Flach, aber nicht ohne Tiefgang

Eine Schatzsuche im Auftrag von Prinzessin Peach? Da kann Mario selbst dann nicht „Nein“ sagen, wenn die Reise nach Rohlingen führt, eine der finsteren Ecken des Pilzkönigreichs. Doch aus der einfachen Suche nach den sieben Sternjuwelen wird nichts – Prinzessin Peach ist verschwunden! Grund genug für Mario, ihre Spur aufzunehmen, neue Bekanntschaften zu schließen und neue Abenteuer zu erleben – und zwar flach wie ein Blatt Papier!

20 Jahre später

Fans der Paper-Mario-Reihe wissen: Die Legende vom Äonentor ist kein neues Spiel, sondern ein Klassiker. Erstmals erschien er vor zwanzig Jahren auf dem Gamecube und gilt als Höhepunkt der Rollenspiel-Paper-Mario-Teile (und bis heute für viele Fans der beste Teil der Serie), bevor die Reihe danach eine neue Richtung einschlug (siehe auch Kasten „Ein Exkurs: Die Geschichte von Paper Mario“). Umso größer ist natürlich die Vorfreude, dass Nintendo genau diesen Teil auf die Switch bringt, nachdem das Spiel lange Jahre nicht auf aktuellen Plattformen verfügbar war. Und wie immer stellen sich dabei vor allem zwei Fragen: Haben wir es mit einem simplen Port/Remaster oder gar mit einem waschechten Remake zu tun? Und: Kann ein altes Spiel heute noch genauso überzeugen wie damals? Lest weiter.

[Anforderung A] Auf welcher Plattform erschien Die Legende vom Äonentor laut dem Text über Paper Mario zum ersten Mal?
[Anforderung B] Nenne alle Figuren und Orte, die im Text über Paper Mario mit Namen genannt werden.
[Anforderung C] Führe den Text über Paper Mario im Anschluss an den Satz „Lest weiter.“ fort.

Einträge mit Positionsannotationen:
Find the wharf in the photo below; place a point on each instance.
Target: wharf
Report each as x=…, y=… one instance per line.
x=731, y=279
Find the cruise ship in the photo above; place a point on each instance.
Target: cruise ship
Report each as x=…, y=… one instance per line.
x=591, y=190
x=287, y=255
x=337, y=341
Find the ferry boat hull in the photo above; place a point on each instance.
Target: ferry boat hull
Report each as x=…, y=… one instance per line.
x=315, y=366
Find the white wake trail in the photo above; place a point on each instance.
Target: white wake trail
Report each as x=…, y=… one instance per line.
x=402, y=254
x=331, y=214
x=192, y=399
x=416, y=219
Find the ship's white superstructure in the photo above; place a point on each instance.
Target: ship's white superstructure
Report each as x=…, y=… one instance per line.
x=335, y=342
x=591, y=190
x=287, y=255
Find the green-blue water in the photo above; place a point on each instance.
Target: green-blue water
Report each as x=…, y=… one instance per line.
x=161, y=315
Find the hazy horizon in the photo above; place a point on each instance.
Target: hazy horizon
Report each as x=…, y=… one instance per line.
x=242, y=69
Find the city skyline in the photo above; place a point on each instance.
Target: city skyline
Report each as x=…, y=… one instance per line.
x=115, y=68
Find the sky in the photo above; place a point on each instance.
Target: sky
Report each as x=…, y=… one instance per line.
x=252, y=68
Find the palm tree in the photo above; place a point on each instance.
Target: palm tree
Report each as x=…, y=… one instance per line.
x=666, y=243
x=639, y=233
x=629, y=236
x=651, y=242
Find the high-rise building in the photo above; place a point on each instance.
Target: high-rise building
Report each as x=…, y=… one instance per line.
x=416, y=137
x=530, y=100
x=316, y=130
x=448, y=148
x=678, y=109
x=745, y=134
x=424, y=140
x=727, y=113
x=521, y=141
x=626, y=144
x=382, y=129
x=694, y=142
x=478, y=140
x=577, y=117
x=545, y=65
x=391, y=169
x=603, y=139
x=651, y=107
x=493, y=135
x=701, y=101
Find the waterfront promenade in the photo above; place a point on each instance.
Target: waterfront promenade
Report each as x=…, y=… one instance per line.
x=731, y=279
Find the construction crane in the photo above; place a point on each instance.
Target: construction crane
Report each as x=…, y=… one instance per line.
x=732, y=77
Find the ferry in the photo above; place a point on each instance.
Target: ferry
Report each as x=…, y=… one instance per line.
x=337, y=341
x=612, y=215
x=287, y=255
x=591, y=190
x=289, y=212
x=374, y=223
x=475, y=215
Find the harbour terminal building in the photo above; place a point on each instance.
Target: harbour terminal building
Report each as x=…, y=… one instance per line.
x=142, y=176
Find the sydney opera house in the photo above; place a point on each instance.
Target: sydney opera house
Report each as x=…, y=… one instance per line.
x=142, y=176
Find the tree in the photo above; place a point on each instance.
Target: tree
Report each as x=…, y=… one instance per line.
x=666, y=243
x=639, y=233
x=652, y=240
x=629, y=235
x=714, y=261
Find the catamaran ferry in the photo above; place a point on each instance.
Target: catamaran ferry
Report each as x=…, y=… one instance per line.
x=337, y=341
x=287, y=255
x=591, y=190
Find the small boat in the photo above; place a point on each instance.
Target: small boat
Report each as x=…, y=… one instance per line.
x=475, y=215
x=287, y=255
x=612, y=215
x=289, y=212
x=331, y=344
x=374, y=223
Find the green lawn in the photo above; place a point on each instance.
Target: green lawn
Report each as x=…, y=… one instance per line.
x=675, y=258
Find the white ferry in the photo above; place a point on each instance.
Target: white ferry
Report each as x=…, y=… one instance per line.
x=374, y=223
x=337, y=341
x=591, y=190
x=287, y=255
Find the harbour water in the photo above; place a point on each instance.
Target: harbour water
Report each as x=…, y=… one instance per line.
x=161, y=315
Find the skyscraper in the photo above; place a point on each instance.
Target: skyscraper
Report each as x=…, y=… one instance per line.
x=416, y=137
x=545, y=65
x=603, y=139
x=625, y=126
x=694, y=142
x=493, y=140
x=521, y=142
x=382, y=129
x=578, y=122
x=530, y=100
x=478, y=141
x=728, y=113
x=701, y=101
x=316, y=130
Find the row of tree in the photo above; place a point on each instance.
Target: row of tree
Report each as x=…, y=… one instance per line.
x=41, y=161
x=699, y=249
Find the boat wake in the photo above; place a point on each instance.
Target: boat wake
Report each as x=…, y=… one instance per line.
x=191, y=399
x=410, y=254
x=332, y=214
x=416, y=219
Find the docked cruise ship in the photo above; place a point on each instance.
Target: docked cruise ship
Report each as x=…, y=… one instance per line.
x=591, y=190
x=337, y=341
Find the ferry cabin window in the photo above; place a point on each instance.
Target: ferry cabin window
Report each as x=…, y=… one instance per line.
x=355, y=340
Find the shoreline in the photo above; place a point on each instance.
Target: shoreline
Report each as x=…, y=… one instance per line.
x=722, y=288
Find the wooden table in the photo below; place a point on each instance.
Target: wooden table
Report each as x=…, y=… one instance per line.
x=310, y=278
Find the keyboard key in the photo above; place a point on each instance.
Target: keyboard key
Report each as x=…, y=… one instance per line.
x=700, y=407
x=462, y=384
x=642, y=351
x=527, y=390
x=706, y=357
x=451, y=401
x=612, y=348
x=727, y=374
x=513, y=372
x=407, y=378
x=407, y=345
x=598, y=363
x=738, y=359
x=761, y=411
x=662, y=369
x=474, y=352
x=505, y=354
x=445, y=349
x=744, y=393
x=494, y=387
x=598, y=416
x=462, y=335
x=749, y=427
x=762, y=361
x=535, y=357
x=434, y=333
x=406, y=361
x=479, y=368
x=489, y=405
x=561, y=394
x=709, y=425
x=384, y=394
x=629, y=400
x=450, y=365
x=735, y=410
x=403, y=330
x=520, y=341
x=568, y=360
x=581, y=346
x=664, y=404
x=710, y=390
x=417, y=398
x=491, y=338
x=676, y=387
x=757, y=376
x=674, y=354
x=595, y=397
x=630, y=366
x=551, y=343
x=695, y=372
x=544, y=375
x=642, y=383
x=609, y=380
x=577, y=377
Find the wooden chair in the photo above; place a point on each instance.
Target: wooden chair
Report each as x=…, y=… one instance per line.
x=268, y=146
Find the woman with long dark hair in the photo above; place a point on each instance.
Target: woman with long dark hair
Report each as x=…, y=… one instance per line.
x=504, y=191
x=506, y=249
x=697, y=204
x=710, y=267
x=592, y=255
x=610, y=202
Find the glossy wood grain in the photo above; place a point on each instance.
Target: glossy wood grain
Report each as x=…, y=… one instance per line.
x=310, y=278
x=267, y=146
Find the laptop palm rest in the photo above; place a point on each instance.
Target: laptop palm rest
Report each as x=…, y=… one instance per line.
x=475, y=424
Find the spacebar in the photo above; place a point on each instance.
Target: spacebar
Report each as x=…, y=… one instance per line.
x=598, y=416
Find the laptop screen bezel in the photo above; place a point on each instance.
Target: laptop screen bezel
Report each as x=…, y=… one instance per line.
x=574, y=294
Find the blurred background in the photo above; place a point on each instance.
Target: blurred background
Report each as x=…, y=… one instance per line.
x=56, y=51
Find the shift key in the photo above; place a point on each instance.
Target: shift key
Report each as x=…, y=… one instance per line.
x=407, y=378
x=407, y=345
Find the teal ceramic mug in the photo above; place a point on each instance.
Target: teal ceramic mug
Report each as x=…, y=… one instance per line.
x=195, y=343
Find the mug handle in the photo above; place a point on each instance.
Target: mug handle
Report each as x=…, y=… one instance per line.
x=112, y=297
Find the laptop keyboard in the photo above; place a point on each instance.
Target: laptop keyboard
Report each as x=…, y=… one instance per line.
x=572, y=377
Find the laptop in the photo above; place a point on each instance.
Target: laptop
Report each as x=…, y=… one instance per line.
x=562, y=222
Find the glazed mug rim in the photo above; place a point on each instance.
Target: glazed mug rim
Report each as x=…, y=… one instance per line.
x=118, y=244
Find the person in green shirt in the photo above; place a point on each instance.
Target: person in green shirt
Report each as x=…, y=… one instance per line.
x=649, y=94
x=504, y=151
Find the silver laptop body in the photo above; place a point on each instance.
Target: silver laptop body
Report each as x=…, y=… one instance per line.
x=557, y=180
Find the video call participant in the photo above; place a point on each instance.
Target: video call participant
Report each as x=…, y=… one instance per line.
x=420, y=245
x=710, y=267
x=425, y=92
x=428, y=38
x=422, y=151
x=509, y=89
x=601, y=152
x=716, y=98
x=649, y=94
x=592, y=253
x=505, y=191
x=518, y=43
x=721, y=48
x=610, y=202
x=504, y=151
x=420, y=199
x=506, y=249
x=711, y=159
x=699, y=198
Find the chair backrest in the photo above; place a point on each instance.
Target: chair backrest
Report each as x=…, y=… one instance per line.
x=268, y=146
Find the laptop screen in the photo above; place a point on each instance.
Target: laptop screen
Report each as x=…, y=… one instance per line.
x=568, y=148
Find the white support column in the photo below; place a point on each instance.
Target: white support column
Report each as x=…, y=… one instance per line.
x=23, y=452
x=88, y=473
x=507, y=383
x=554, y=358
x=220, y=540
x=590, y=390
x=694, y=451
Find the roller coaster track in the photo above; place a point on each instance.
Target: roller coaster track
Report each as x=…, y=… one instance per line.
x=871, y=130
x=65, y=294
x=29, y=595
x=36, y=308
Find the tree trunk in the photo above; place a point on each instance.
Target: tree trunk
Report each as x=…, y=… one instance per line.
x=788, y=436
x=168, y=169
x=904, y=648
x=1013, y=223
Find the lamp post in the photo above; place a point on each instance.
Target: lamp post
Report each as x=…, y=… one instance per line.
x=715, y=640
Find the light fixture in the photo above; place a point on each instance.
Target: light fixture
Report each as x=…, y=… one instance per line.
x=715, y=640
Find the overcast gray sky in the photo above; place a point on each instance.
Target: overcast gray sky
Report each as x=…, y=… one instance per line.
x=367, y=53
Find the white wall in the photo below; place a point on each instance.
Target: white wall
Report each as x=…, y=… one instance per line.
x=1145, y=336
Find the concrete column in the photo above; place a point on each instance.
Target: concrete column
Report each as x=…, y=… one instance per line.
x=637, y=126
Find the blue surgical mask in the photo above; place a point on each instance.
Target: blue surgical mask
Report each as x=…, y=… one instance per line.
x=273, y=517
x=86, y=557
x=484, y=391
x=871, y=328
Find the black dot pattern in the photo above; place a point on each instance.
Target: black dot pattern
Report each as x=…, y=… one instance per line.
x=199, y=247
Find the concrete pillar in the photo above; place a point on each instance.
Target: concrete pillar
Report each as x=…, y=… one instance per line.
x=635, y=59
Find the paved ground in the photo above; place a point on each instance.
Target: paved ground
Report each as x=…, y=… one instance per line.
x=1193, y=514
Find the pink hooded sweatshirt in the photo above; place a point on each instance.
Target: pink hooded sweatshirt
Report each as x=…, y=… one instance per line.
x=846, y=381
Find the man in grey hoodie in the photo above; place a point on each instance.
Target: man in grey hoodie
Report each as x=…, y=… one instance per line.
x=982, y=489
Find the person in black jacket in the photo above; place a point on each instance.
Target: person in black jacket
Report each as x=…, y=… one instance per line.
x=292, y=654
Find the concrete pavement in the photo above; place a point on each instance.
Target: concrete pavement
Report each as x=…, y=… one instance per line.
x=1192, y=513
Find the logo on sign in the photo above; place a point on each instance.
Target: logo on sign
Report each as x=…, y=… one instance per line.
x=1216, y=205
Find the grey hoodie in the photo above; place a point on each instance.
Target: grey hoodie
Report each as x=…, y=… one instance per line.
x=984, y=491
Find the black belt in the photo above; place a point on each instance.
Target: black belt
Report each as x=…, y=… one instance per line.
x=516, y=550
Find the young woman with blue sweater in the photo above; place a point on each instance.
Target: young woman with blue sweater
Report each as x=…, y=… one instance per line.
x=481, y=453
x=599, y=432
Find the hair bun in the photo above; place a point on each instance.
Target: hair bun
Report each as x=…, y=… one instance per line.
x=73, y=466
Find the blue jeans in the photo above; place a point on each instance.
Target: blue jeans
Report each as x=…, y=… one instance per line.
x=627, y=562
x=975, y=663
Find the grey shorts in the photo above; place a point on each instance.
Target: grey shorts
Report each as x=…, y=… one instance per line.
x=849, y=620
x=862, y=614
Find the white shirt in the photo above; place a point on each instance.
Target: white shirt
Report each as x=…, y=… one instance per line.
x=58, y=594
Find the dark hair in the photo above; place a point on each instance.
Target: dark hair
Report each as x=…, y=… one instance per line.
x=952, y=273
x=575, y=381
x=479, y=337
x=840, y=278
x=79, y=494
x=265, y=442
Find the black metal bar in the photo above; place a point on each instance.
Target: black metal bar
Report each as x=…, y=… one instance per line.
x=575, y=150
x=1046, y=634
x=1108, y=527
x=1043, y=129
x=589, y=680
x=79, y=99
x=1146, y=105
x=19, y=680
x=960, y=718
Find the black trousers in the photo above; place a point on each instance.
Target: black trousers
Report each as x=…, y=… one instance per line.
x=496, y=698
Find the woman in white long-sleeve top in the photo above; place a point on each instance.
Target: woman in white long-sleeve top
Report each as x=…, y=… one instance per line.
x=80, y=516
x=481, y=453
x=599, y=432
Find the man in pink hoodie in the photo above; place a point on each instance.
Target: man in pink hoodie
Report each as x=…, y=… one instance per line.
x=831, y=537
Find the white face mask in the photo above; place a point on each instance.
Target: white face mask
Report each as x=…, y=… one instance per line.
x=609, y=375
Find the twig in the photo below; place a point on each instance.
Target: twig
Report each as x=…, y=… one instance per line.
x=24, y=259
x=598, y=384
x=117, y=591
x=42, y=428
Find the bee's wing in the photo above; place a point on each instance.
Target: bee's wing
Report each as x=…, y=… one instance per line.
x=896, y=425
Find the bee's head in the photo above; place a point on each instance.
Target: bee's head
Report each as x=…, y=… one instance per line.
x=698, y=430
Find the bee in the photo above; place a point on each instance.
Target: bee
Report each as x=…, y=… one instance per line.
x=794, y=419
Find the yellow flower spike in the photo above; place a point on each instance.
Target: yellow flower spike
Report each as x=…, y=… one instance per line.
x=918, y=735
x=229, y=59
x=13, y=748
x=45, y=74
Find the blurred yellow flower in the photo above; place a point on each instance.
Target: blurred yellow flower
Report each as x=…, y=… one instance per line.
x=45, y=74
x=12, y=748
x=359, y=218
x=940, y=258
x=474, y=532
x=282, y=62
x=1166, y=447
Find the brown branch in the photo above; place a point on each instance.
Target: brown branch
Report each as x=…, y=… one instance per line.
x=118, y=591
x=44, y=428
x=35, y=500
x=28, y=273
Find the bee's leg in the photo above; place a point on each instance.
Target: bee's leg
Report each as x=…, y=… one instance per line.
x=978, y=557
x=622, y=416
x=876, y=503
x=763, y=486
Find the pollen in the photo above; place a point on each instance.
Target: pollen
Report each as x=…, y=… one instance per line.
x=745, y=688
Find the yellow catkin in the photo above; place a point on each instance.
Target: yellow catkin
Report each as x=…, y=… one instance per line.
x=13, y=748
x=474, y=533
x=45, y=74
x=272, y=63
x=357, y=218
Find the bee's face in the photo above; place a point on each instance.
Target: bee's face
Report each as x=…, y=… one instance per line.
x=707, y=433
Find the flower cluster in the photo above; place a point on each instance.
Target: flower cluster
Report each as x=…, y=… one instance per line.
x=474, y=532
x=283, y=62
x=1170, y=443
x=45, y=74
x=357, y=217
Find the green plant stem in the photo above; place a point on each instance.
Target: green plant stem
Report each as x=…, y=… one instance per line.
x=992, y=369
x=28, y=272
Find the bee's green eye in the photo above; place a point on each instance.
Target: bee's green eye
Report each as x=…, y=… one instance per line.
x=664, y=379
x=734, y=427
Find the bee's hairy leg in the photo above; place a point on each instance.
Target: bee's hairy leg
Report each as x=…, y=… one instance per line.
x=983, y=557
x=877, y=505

[Antwort A] Auf dem Gamecube.

[Antwort B] Mario, Prinzessin Peach, Rohlingen, Pilzkönigreich

[Antwort C]
Ein Exkurs: Die Geschichte von Paper Mario

Die Paper Mario-Reihe hat eine durchwachsene Geschichte hinter sich: Für manche Spieler hat sie aufgrund der innovativen Titel zu Beginn der Reihe Legendenstatus. Und andere, die vor allem die letzten Einträge kennen, verstehen diese Einordnung nicht ganz, handelt es sich doch um solide, wenn auch nicht überragende Spiele. Der Grund dafür liegt in der Geschichte der Mario-Rollenspiele: Nach dem Release des eben erst als Remake neu veröffentlichten Super Mario RPG begann Nintendo (diesmal ohne Squaresoft) mit der Entwicklung eines Sequels, das schlussendlich mit neuem Grafikstil in Paper Mario umbenannt wurde und auf ähnliche Rollenspielmechaniken setzte. Diese Ausrichtung wurde auch für das Sequel Legende vom Äonentor beibehalten, bevor das Rollenspielgameplay im Laufe der weiteren Fortsetzungen mehr und mehr zurückgefahren und der Fokus mehr in Richtung Action-Adventure gelegt wurde. Nach und nach wurde auf eine ausgefeilte Story verzichtet, der Einsatz von neuen Figuren und Gegenden reduziert und in den Kämpfen mehr auf Puzzles denn auf klassische Rollenspielmechaniken gesetzt. Der Grund dafür war einerseits Feedback der Spieler, andererseits aber auch eine Abgrenzung von der Mario & Luigi-Reihe, die ebenfalls auf Super Mario RPG zurückgeht und diese Wurzeln beibehalten durfte. Viele Fans der ersten Stunde und auch die Presse sahen diesen Wechsel allerdings kritisch und kommentierten, dass das Gesamtpaket nicht mehr so richtig zusammenpasse. So gelten die beiden ersten Spiele der Reihe – und insbesondere Die Legende vom Äonentor – nach wie vor als der Höhepunkt der Serie, den spätere Titel nicht mehr erreichen konnten.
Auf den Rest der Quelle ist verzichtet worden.